== TASK DIRECTIONS ==
Reproduce the material from the line with "of the frosted" through the last line, both included, with the requests kept as they are. Scale every point coordinate in the answers by 2.5 and round each result to a whole number, with halves rounded up.

== LISTED ENTRIES ==

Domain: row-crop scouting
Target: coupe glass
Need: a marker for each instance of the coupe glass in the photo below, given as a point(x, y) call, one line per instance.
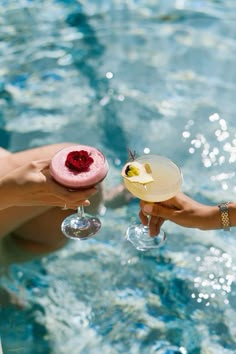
point(79, 226)
point(167, 182)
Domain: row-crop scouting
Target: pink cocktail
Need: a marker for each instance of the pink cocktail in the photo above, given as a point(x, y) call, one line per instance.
point(79, 167)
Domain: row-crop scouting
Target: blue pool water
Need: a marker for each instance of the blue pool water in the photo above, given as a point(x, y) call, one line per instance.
point(157, 75)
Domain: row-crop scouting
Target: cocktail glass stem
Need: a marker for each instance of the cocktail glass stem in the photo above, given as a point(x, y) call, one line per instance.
point(80, 225)
point(80, 211)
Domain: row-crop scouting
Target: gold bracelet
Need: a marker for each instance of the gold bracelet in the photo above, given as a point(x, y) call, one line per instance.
point(224, 214)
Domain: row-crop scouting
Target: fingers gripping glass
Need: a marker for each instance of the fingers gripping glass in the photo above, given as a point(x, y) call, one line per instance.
point(167, 181)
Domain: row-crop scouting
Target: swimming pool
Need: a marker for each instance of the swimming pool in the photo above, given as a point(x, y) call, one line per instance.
point(157, 75)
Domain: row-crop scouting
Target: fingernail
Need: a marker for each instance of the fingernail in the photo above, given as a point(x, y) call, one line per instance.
point(147, 209)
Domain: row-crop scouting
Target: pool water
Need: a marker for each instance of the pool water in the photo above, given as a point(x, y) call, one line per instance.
point(154, 76)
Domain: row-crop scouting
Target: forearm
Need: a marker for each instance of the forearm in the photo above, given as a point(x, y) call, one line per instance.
point(7, 195)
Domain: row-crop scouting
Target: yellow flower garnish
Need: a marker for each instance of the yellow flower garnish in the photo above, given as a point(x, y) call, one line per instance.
point(137, 172)
point(133, 171)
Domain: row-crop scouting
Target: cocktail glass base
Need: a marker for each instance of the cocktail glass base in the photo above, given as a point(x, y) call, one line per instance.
point(138, 235)
point(80, 227)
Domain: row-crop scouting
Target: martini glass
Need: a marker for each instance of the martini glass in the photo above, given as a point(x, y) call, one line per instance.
point(167, 181)
point(79, 226)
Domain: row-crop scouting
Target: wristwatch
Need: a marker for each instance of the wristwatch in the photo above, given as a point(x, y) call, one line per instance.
point(224, 214)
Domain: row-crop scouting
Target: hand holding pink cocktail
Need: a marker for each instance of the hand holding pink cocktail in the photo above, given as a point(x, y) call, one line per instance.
point(79, 167)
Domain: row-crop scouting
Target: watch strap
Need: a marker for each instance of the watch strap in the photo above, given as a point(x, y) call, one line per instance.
point(224, 215)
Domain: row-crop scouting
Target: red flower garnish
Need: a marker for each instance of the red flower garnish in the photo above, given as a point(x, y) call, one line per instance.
point(78, 161)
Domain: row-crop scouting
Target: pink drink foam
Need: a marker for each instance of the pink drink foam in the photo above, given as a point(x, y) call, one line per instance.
point(96, 173)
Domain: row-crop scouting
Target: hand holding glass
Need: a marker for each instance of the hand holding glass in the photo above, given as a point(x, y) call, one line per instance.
point(167, 181)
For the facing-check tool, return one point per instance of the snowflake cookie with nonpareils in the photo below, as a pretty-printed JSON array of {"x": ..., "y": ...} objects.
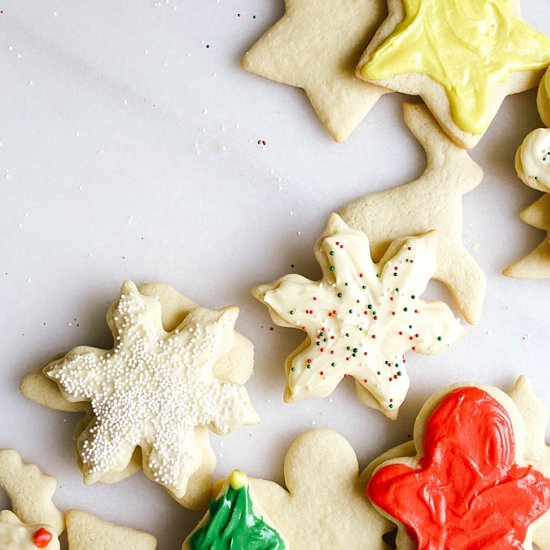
[
  {"x": 361, "y": 317},
  {"x": 468, "y": 481},
  {"x": 169, "y": 377},
  {"x": 35, "y": 522}
]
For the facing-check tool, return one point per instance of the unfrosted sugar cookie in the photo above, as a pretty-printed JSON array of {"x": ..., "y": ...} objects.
[
  {"x": 463, "y": 57},
  {"x": 323, "y": 505},
  {"x": 361, "y": 317},
  {"x": 469, "y": 481},
  {"x": 170, "y": 376},
  {"x": 315, "y": 46},
  {"x": 543, "y": 98},
  {"x": 236, "y": 519},
  {"x": 35, "y": 522},
  {"x": 433, "y": 201}
]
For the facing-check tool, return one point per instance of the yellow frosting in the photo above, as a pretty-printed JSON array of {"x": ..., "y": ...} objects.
[{"x": 467, "y": 46}]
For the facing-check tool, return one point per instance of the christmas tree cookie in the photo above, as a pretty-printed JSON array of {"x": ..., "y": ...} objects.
[
  {"x": 169, "y": 378},
  {"x": 361, "y": 317},
  {"x": 235, "y": 520}
]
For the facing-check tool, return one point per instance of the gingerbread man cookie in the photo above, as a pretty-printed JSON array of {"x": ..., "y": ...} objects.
[
  {"x": 323, "y": 505},
  {"x": 157, "y": 389}
]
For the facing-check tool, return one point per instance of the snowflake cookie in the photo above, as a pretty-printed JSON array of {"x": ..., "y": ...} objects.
[
  {"x": 235, "y": 519},
  {"x": 361, "y": 317},
  {"x": 468, "y": 480},
  {"x": 160, "y": 388},
  {"x": 35, "y": 521}
]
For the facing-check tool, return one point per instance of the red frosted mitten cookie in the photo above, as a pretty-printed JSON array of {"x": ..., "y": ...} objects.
[{"x": 469, "y": 485}]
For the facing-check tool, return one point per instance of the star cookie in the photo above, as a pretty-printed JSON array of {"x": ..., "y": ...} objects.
[
  {"x": 235, "y": 520},
  {"x": 315, "y": 46},
  {"x": 35, "y": 521},
  {"x": 461, "y": 56},
  {"x": 160, "y": 388},
  {"x": 323, "y": 506},
  {"x": 433, "y": 201},
  {"x": 470, "y": 465},
  {"x": 87, "y": 532},
  {"x": 536, "y": 265},
  {"x": 361, "y": 317}
]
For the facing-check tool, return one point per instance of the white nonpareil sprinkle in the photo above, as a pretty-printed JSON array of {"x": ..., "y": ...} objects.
[{"x": 153, "y": 389}]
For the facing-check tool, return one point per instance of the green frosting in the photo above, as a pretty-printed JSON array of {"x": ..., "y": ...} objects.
[{"x": 233, "y": 526}]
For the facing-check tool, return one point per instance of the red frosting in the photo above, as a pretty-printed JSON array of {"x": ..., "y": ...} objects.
[
  {"x": 42, "y": 537},
  {"x": 466, "y": 493}
]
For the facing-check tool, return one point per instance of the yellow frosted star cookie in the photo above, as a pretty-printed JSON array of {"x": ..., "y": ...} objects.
[
  {"x": 433, "y": 201},
  {"x": 315, "y": 46},
  {"x": 324, "y": 504},
  {"x": 361, "y": 317},
  {"x": 160, "y": 388},
  {"x": 461, "y": 56}
]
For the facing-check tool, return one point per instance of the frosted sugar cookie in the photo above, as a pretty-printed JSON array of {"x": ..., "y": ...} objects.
[
  {"x": 324, "y": 505},
  {"x": 361, "y": 317},
  {"x": 160, "y": 388},
  {"x": 35, "y": 521},
  {"x": 433, "y": 201},
  {"x": 235, "y": 520},
  {"x": 462, "y": 57},
  {"x": 315, "y": 46},
  {"x": 470, "y": 444}
]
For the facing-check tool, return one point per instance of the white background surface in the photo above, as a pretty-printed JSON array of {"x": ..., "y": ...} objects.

== SOLUTION TO THIS EXERCISE ==
For the facing-check tool, return one point per instance of the frosted sugar cookie in the photo above, as a pretty-printed JSON array of {"x": ..., "y": ...} objects.
[
  {"x": 810, "y": 1263},
  {"x": 903, "y": 793},
  {"x": 400, "y": 970},
  {"x": 88, "y": 1303},
  {"x": 1083, "y": 503},
  {"x": 588, "y": 1300},
  {"x": 1155, "y": 143},
  {"x": 788, "y": 115},
  {"x": 1175, "y": 1110}
]
For the facing-check tool, return one point per instance of the white background surface in the photo above, as a pretty-printed JSON array of {"x": ..., "y": ...} objects.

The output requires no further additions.